▶
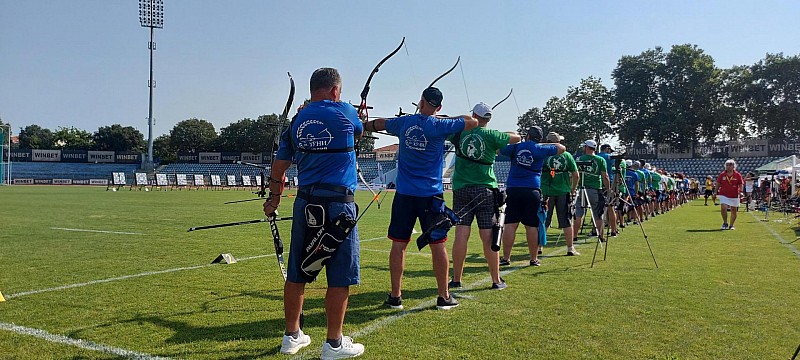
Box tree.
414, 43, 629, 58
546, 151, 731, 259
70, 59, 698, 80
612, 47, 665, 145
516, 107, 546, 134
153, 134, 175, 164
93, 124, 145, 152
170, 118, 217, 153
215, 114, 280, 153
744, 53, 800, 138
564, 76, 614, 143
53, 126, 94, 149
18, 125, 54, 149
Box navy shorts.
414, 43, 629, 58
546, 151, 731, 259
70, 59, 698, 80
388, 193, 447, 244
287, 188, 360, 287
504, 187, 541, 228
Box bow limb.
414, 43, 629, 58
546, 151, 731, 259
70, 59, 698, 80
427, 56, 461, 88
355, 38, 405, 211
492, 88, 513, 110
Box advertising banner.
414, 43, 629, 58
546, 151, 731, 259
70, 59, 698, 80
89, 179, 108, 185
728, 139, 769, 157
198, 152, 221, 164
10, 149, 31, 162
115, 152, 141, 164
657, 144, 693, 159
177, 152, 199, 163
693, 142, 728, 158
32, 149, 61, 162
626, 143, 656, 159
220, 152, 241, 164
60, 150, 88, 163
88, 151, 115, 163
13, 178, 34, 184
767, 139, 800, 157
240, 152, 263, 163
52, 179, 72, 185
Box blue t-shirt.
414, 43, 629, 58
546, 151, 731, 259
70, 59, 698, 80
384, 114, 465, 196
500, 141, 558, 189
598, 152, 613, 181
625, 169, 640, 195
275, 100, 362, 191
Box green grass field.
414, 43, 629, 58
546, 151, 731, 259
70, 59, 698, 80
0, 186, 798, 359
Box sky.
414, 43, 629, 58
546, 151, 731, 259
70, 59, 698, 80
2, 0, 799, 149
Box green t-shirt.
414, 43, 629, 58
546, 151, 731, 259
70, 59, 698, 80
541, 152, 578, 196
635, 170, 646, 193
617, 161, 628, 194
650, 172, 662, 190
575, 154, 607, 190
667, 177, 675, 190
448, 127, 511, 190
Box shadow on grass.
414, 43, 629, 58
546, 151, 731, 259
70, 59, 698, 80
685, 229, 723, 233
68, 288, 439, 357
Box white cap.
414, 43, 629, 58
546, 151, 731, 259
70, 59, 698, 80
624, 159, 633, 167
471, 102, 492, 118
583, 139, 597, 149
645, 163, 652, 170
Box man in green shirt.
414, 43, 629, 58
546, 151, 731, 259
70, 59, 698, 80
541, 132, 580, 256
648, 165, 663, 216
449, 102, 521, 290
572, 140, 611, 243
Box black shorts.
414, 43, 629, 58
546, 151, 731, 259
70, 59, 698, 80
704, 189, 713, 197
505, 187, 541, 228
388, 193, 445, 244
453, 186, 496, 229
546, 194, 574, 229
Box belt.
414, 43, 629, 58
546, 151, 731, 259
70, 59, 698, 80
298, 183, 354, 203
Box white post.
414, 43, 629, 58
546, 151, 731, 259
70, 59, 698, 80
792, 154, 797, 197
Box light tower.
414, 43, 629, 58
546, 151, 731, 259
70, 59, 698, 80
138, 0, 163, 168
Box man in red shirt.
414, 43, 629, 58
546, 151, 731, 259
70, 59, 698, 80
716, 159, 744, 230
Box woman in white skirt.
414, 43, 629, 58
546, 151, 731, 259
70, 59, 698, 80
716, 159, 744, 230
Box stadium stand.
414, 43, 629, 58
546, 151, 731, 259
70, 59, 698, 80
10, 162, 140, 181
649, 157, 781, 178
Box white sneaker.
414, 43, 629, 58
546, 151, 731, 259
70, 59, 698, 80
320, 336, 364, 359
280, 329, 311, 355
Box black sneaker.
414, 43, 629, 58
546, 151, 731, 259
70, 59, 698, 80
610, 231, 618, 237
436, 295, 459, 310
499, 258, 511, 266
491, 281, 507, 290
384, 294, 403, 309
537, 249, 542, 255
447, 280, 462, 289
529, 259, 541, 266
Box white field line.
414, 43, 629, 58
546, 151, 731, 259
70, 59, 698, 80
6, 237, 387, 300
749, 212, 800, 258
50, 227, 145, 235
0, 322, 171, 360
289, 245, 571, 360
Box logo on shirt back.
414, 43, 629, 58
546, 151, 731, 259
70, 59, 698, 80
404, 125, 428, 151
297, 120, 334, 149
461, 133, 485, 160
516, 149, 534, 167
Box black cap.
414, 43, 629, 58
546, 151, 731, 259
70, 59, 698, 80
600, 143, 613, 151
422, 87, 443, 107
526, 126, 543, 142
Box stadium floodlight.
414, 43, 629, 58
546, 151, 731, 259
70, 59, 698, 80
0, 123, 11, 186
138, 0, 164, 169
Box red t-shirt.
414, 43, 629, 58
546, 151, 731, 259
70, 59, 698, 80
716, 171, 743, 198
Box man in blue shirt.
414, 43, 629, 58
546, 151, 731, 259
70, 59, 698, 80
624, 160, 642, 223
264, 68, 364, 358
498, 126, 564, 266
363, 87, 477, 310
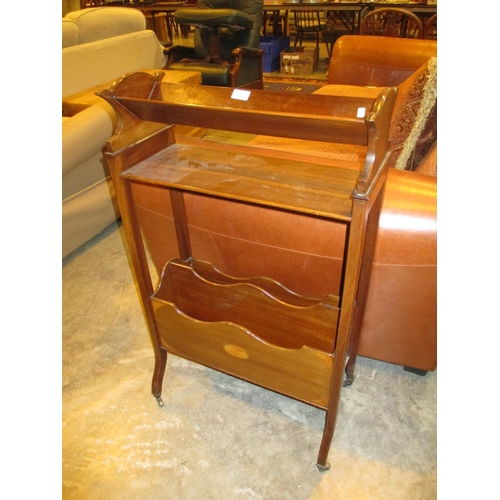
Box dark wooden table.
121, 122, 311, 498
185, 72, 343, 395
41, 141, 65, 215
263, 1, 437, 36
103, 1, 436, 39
◀
*WHAT IS REQUIRED*
Should the entries hold any pictures, please omit those and print the remaining text exactly.

*TASK RESPONSE*
Box tree.
414, 43, 629, 58
546, 151, 731, 259
70, 59, 698, 80
612, 47, 665, 145
516, 107, 546, 134
153, 134, 175, 164
93, 124, 145, 152
170, 118, 217, 153
215, 114, 280, 153
744, 53, 800, 138
564, 76, 614, 143
53, 126, 94, 149
18, 125, 54, 149
Box navy shorts.
414, 43, 629, 58
546, 151, 731, 259
70, 59, 698, 80
388, 193, 447, 244
287, 188, 360, 287
504, 187, 541, 228
Box bow limb.
414, 43, 629, 58
546, 151, 731, 259
70, 59, 698, 80
427, 56, 461, 88
355, 38, 405, 211
492, 88, 513, 110
Box advertising banner.
414, 43, 629, 58
546, 151, 731, 259
70, 59, 698, 80
89, 179, 108, 185
728, 139, 769, 157
198, 152, 221, 164
10, 149, 31, 162
115, 152, 141, 164
657, 144, 693, 159
177, 152, 199, 163
693, 142, 728, 158
32, 149, 61, 162
626, 143, 656, 159
220, 152, 241, 164
60, 150, 88, 163
88, 151, 115, 163
13, 178, 34, 184
767, 139, 800, 157
240, 152, 263, 163
52, 179, 72, 185
Box blue t-shirt.
414, 43, 629, 58
546, 151, 731, 259
70, 59, 698, 80
384, 114, 465, 196
500, 141, 558, 189
598, 152, 613, 181
625, 169, 640, 195
275, 100, 362, 191
Box green grass field.
414, 43, 629, 58
546, 151, 731, 259
70, 59, 698, 80
0, 186, 798, 359
Box sky.
414, 43, 629, 58
546, 151, 731, 259
70, 59, 698, 80
2, 0, 799, 149
Box green t-shirt.
414, 43, 629, 58
546, 151, 731, 259
70, 59, 698, 80
541, 152, 578, 196
635, 170, 646, 193
617, 161, 628, 194
650, 172, 662, 190
575, 154, 607, 190
667, 177, 675, 190
448, 127, 511, 190
Box shadow on grass.
414, 43, 629, 58
546, 151, 731, 259
70, 59, 698, 80
685, 229, 723, 233
68, 288, 439, 357
Box white cap.
414, 43, 629, 58
546, 151, 731, 259
70, 59, 698, 80
624, 159, 633, 167
471, 102, 492, 118
583, 139, 597, 149
645, 163, 652, 170
Box man in green shirt.
414, 43, 629, 58
546, 151, 731, 259
70, 59, 698, 80
541, 132, 580, 256
648, 165, 663, 216
449, 102, 521, 290
572, 140, 611, 243
Box black shorts.
414, 43, 629, 58
546, 151, 731, 259
70, 59, 698, 80
704, 189, 713, 197
505, 187, 541, 228
388, 193, 445, 244
453, 186, 496, 229
546, 194, 574, 229
Box belt.
414, 43, 629, 58
546, 151, 731, 259
70, 59, 698, 80
298, 183, 354, 203
Box white post.
414, 43, 629, 58
546, 151, 731, 259
70, 59, 698, 80
792, 154, 797, 197
Box light tower.
414, 43, 629, 58
546, 151, 731, 259
70, 59, 698, 80
138, 0, 163, 168
Box man in red shirt.
414, 43, 629, 58
546, 151, 731, 259
70, 59, 698, 80
716, 159, 744, 230
Box woman in white skirt.
414, 43, 629, 58
546, 151, 731, 259
70, 59, 698, 80
716, 159, 744, 230
Box stadium stand.
414, 43, 629, 58
546, 151, 731, 259
70, 59, 698, 80
10, 162, 140, 181
649, 157, 781, 178
Box white sneaker.
414, 43, 629, 58
546, 151, 731, 259
70, 59, 698, 80
320, 336, 364, 359
280, 329, 311, 355
Box black sneaker.
414, 43, 629, 58
546, 151, 731, 259
70, 59, 698, 80
610, 231, 618, 237
436, 295, 459, 310
499, 258, 511, 266
491, 281, 507, 290
384, 294, 403, 309
537, 249, 542, 255
447, 280, 462, 289
529, 259, 541, 266
Box white field line.
414, 43, 629, 58
546, 151, 731, 259
70, 59, 698, 80
6, 237, 387, 300
749, 212, 800, 258
50, 227, 145, 235
0, 322, 171, 360
289, 245, 571, 360
Box logo on shirt back.
414, 43, 629, 58
546, 151, 731, 259
70, 59, 698, 80
404, 125, 428, 151
297, 120, 334, 149
461, 133, 485, 160
516, 149, 534, 167
Box black cap.
414, 43, 629, 58
546, 151, 731, 259
70, 59, 698, 80
600, 143, 613, 151
422, 87, 443, 107
526, 126, 543, 142
Box stadium floodlight.
414, 43, 629, 58
546, 151, 731, 259
70, 59, 698, 80
0, 123, 11, 186
138, 0, 164, 169
Box red t-shirt.
414, 43, 629, 58
546, 151, 731, 259
70, 59, 698, 80
716, 171, 743, 198
Box man in blue shirt.
414, 43, 629, 58
546, 151, 731, 259
70, 59, 698, 80
624, 160, 642, 223
264, 68, 364, 358
498, 126, 564, 266
363, 87, 477, 310
Box dark wooden table.
121, 122, 311, 498
185, 72, 343, 395
41, 141, 65, 215
263, 1, 437, 36
103, 1, 436, 39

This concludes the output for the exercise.